Task set:
[a] In the essay on expectations, what breed of dog has the writer's father always had?
[b] Rewrite everything in the essay on expectations from "I remember the" down to "that played out.", swapping "man" for "guy".
[c] Carry on the essay on expectations from the point where it stops.

Selected excerpt:
-------------------------

“I would think he would know how to train her better,” my aunt said, as she motioned to my father who was barreling through the house, one hand reaching for balance, the other clutched tight to the leash of his dog. “He is home with her all day.” One would expect that with all that time and personal attention, specifically from a man who has always had well-behaved, tricky-savvy Golden Retrievers, Myla would be a perfect pup.
I looked up from my coffee, and the expression on my face said nothing short of duh. She nodded. “I guess you’re right, Janna.” I smiled a crooked smile. No one in my family needs to say the words “brain injury” anymore. Brain injury is understood. We all know that John is better these days and that he tries harder, but we all know that he still has trouble with things like motivation, empathy, and compulsivity. It’s those darn expectations that make us forget what’s really going on.
I know I’ve written about expectations before, but they seem to be particularly stubborn as one year turns to the next. Expectations are sly. They creep up on you and then they’re hard to shake, because they demand to be heard. They will rule everything if you let them, but their rules can be unfair. Pretty much every single time I’ve had an expectation, the only thing I can remember about the outcome is being disappointed. I don’t believe that expectations serve us. That is not to say that we can’t have hope, or that we can’t set goals, or that we can’t look toward the future with a plan in mind. We can certainly want things for ourselves and for others. But let’s be loose, shall we? Because being rigid on an outcome doesn’t often work.
I remember the first time I experienced what it would be like to totally and completely be okay with what is — even if it turned out to be the exact opposite of what I wanted. I was among a group of my closest friends, and one friend was telling us about the man she had recently started falling for in a big way. She told us that even if he picked up and left her (or worse scenarios) that she would be okay. She would be sad, sure, but she would without a doubt survive any circumstance where she was not able to be with him. What? Such a negative view of her relationship or maybe hopeless is a better word. She loved him, she hoped to be with him for good, she planned on it, but she was totally okay if none of that played out.
Over the next few months, my idea that her view was negative shifted to neutral. Neutral was a place I hadn’t been in a long time, but at the end of my yoga-teacher training, I was beginning to understand the benefit. I was learning to quit wallowing in the what ifs of my father never having had a brain injury, and I was beginning to understand the concept of being okay with what is. I quit telling myself stories about what could have been (I was so good at that. We would have gone to see indie bands together; we’d have cheered our beers; we’d have bought Mom big presents and nice horse saddles; he’d have bonded with all the guys in my life). It was time to stop focusing my energy on the what ifs and the coulda woulda shouldas. My friend had it right. Let go of expectations.

-------------------------

Source information:

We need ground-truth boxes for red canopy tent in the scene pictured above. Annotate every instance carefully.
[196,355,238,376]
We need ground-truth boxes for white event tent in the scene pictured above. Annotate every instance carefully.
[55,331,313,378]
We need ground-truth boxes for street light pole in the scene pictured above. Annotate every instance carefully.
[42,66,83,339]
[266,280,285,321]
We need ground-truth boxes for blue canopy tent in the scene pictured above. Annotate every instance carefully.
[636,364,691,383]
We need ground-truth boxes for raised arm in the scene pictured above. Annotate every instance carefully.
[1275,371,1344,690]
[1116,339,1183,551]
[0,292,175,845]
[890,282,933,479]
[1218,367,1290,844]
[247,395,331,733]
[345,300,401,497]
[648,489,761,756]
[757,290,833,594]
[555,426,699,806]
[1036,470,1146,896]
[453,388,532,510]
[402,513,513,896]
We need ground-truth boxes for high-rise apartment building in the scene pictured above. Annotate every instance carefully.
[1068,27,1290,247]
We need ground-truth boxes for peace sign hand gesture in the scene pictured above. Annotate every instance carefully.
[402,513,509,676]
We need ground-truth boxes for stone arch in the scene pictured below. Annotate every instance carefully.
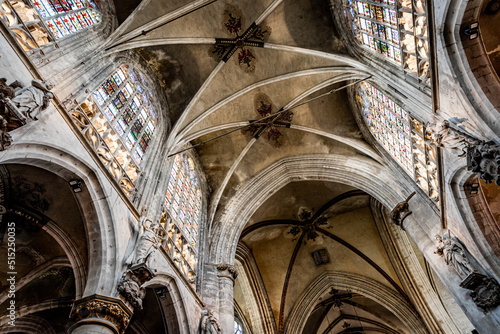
[442,0,500,138]
[285,271,427,334]
[450,166,500,277]
[143,274,194,334]
[210,154,432,263]
[0,143,120,297]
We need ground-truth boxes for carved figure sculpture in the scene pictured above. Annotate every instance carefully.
[117,270,146,310]
[133,208,163,264]
[391,192,415,230]
[0,116,12,151]
[467,142,500,185]
[198,311,222,334]
[12,80,54,120]
[435,232,473,279]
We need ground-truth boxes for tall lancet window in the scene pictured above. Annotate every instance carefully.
[162,153,201,283]
[0,0,101,51]
[71,65,157,194]
[357,82,439,202]
[344,0,429,82]
[32,0,101,39]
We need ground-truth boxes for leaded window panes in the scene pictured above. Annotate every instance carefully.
[92,66,156,164]
[357,82,439,202]
[344,0,429,82]
[164,153,201,251]
[234,320,243,334]
[0,0,101,51]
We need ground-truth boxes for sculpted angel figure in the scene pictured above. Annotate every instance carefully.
[435,232,473,279]
[198,311,221,334]
[134,217,163,264]
[11,80,54,120]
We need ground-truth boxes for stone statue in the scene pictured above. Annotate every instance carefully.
[435,232,474,279]
[133,208,163,264]
[11,80,54,120]
[0,116,12,151]
[391,192,415,230]
[117,270,146,310]
[198,311,222,334]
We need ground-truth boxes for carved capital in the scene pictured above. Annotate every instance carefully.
[217,263,238,281]
[391,192,415,230]
[70,294,132,334]
[117,263,154,310]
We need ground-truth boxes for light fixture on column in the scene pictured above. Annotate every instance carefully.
[68,180,82,193]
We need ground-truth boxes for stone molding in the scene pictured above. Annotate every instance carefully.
[69,294,132,334]
[285,271,428,334]
[211,154,420,263]
[217,263,238,282]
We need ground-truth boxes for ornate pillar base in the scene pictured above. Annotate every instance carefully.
[68,294,132,334]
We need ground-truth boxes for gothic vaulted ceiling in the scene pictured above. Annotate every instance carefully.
[103,0,407,333]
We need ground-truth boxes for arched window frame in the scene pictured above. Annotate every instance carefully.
[356,81,440,203]
[161,153,203,286]
[0,0,102,51]
[343,0,430,84]
[70,64,158,197]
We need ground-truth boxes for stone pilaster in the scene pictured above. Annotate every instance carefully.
[68,294,132,334]
[217,264,238,334]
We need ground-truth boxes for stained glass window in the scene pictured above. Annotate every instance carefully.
[357,81,439,202]
[344,0,429,82]
[92,66,156,164]
[234,320,243,334]
[164,153,201,250]
[32,0,101,39]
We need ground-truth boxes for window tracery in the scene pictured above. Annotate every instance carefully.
[0,0,101,51]
[162,153,201,283]
[357,81,439,202]
[71,65,157,194]
[344,0,429,83]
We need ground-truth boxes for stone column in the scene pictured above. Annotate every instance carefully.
[68,294,132,334]
[217,264,238,334]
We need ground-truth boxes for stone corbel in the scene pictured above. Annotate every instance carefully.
[217,264,238,283]
[68,294,132,334]
[117,263,154,310]
[0,78,54,151]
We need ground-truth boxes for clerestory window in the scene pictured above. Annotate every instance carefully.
[0,0,101,51]
[344,0,429,82]
[162,153,201,283]
[357,81,439,202]
[71,65,157,195]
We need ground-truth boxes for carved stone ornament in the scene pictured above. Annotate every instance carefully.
[391,192,415,230]
[217,264,238,281]
[0,78,54,151]
[117,264,154,310]
[70,294,132,334]
[460,272,500,313]
[467,142,500,186]
[434,231,474,279]
[198,311,222,334]
[133,207,163,264]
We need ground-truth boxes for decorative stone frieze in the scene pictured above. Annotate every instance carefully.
[69,294,132,334]
[391,192,415,230]
[217,264,238,281]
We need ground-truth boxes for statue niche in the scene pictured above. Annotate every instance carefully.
[434,231,500,313]
[0,78,54,151]
[117,206,163,309]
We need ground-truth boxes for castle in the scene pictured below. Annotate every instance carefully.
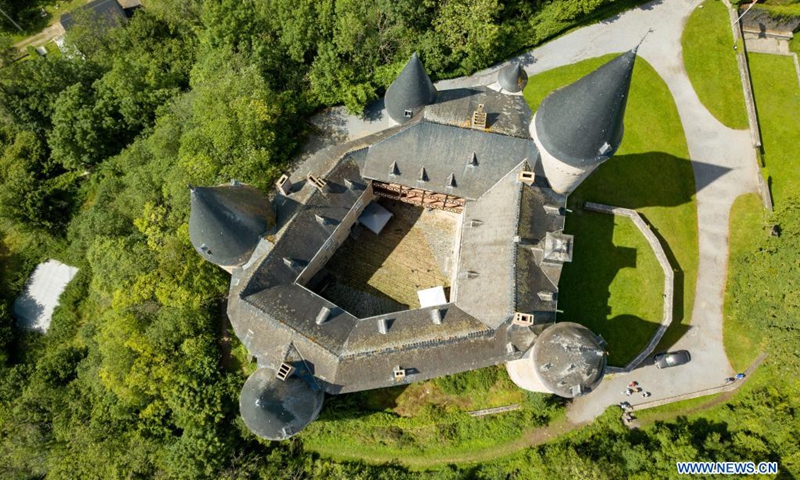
[189,49,636,440]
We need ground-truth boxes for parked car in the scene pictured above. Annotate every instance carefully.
[653,350,692,368]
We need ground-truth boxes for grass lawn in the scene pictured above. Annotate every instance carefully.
[723,193,767,372]
[681,0,748,128]
[300,365,564,467]
[748,51,800,206]
[524,55,698,365]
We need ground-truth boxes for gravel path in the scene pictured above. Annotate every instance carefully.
[315,0,758,423]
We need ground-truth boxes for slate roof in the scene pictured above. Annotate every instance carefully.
[239,368,325,440]
[453,162,527,328]
[515,176,567,323]
[189,182,275,266]
[497,62,528,93]
[362,121,538,199]
[533,322,606,398]
[384,53,436,124]
[59,0,127,31]
[534,49,636,167]
[424,87,533,139]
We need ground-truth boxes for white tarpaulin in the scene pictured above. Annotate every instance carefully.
[417,287,447,308]
[14,260,78,332]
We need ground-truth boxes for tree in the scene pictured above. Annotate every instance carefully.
[729,197,800,373]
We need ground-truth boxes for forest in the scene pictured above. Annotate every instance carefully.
[0,0,800,479]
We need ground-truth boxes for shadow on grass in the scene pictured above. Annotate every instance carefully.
[559,152,716,366]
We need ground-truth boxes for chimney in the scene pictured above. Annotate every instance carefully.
[275,174,292,197]
[378,318,389,335]
[306,173,328,193]
[316,306,331,325]
[472,103,486,130]
[447,173,456,187]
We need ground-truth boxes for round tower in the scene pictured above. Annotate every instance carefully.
[531,49,636,194]
[384,53,436,124]
[506,322,606,398]
[497,62,528,93]
[189,181,275,268]
[239,368,325,440]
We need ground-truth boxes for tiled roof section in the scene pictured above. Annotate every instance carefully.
[245,156,366,295]
[189,182,275,266]
[454,162,527,328]
[534,49,636,167]
[362,121,538,199]
[515,178,567,316]
[424,87,533,138]
[497,62,528,93]
[533,322,606,398]
[59,0,127,31]
[385,53,436,124]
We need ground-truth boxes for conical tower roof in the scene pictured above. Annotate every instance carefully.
[384,53,436,124]
[239,368,325,440]
[533,48,636,167]
[497,62,528,93]
[189,182,275,267]
[533,322,606,398]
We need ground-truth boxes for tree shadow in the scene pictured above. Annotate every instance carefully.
[559,152,704,366]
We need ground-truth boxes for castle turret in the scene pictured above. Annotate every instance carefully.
[239,368,325,440]
[189,181,275,268]
[506,322,607,398]
[384,53,436,124]
[531,48,636,194]
[497,62,528,93]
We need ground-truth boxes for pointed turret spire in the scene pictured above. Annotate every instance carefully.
[189,183,275,267]
[419,167,428,182]
[534,48,636,168]
[384,53,436,124]
[497,62,528,93]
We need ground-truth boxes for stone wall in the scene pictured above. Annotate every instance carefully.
[584,202,675,373]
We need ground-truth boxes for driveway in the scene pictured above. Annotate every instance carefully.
[314,0,758,423]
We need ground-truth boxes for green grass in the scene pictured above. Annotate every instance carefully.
[559,212,664,367]
[300,365,563,466]
[681,0,748,129]
[723,193,766,372]
[524,55,698,365]
[748,51,800,205]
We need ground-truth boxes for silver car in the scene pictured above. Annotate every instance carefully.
[653,350,692,368]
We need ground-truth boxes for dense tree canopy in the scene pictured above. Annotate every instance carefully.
[0,0,798,479]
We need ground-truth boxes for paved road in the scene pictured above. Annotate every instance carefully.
[504,0,757,422]
[310,0,758,423]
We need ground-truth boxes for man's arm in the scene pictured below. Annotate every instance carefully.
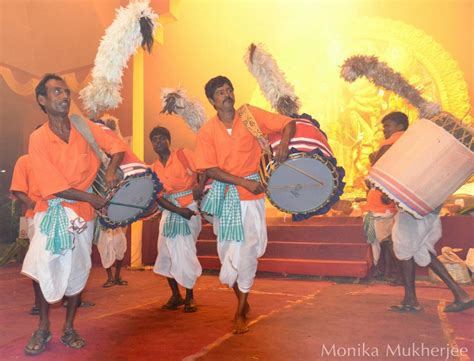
[105,152,125,188]
[54,188,107,209]
[206,167,265,194]
[193,172,209,201]
[369,145,391,165]
[12,191,36,209]
[275,120,296,162]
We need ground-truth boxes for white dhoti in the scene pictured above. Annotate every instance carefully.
[214,198,267,293]
[26,217,35,242]
[97,227,127,268]
[21,207,94,303]
[366,210,394,265]
[392,211,441,267]
[153,202,202,289]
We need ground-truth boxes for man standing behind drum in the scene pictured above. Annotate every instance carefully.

-------------------------

Answers provided:
[a] Golden Retrievers.

[b]
I remember the first time I experienced what it would be like to totally and completely be okay with what is — even if it turned out to be the exact opposite of what I wanted. I was among a group of my closest friends, and one friend was telling us about the guy she had recently started falling for in a big way. She told us that even if he picked up and left her (or worse scenarios) that she would be okay. She would be sad, sure, but she would without a doubt survive any circumstance where she was not able to be with him. What? Such a negative view of her relationship or maybe hopeless is a better word. She loved him, she hoped to be with him for good, she planned on it, but she was totally okay if none of that played out.

[c]
Eventually over the next few years, I was able to realize how liberating it felt to have fewer expectations. It’s not like I’ve perfected this, but I try hardest with my father. I still believe in him following his rules and continuing his therapies. There are goals he can achieve and behaviors that are simply not cool. But I am done gripping onto an idea of the way he is going to be in order to satisfy what I think. It’s not lazy, and it’s not negative. I’m still stupidly optimistic. I just quit being stoic about it. He will have good days and great days and really wretched ones. He will say unkind things and he will whisper encouragements into my ear when no one is looking. He will both surprise and disappoint my mom. He will love the dog, and he will forget to feed her breakfast. He is always going to have a brain injury, but I have a choice: I can stop dreading that my dad is going to act like he has a brain injury, and I can stop hoping that he won't act like he has a brain injury. Now, I can let him be who he is, and in doing so, I am able to accept what is.
January starts a new year. We have one clean, unblemished blank slate for us to fill up with hopes and dreams and goals and plans. I challenge you to not fill up 2015 with expectations of yourself or others. It’s hard — as hard as breaking a bad habit, but I swear that not having expectations is the way to go. Just give it a try.
The next time you are expecting something (whether it’s brain injury related or not), say to yourself, “I have no expectations.” Say it again and again. It might feel silly at first, but it works. I practiced this a few days ago and learned that when I expect less, good things might just happen — as the saying goes — when I least expect it.